(Referring expression pointing data)
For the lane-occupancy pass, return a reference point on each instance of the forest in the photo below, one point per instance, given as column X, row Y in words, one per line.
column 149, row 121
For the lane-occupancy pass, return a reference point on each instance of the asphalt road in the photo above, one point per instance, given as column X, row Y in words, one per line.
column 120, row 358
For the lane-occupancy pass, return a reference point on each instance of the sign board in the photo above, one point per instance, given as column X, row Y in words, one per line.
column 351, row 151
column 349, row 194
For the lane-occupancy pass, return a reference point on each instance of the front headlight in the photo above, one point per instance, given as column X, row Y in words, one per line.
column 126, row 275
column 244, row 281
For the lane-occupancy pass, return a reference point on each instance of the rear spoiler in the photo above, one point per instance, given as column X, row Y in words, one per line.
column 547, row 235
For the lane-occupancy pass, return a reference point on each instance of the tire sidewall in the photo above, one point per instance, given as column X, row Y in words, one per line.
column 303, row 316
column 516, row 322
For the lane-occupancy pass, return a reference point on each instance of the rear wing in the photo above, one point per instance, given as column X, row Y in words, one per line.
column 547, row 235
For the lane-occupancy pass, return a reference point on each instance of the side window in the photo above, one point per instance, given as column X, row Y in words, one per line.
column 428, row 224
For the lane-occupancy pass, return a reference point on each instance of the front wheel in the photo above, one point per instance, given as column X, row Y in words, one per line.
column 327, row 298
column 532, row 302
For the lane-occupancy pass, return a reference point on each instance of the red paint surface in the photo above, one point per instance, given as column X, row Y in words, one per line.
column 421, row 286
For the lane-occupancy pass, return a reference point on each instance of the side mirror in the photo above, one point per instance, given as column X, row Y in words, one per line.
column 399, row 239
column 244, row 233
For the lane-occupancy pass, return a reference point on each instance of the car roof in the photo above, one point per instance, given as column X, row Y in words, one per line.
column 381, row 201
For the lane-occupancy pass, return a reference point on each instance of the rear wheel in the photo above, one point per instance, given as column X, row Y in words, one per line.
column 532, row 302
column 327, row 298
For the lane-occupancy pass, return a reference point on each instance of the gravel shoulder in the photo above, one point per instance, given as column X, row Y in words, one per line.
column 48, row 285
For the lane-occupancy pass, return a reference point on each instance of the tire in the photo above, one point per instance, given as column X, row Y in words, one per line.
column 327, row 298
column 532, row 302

* Description of the task:
Nothing should appear in the answer except the lines from the one containing "the front wheel" to the end of the data above, reproduced exactly.

* Result of the task:
For the lane-occupancy pass, return a reference point on each instance of the front wheel in the photo above, one point per instance, given as column X, row Y in words, one per line.
column 327, row 298
column 532, row 302
For the lane-occupancy pass, return a reference point on each instance of the red paint surface in the photo above, one point per instance, given as column X, row Y in words, one per line.
column 421, row 286
For the lane-occupancy pass, return a reference point on each instance of the side mirror in the photo above, one point per instance, given as column X, row Y in words, one per line.
column 399, row 239
column 244, row 233
For the lane-occupancy pass, return a reference point on each instance of the car roof in the photo above, one point per instance, given as column X, row Y in words, one per line.
column 381, row 201
For the lane-occupancy pass, return a reference point on each instance of the rear wheel in the photo above, one point per instance, given as column X, row Y in words, one per line.
column 532, row 302
column 327, row 298
For the lane-occupancy pass, return a reference point on each instance of the gravel shoulder in the photo above, one point per instance, given as column X, row Y in words, one per line.
column 48, row 285
For the lane-occupancy pass, return a reference point on each instance of the tire in the photo above, one point per instance, given as column X, row Y in words, one per line.
column 327, row 298
column 532, row 302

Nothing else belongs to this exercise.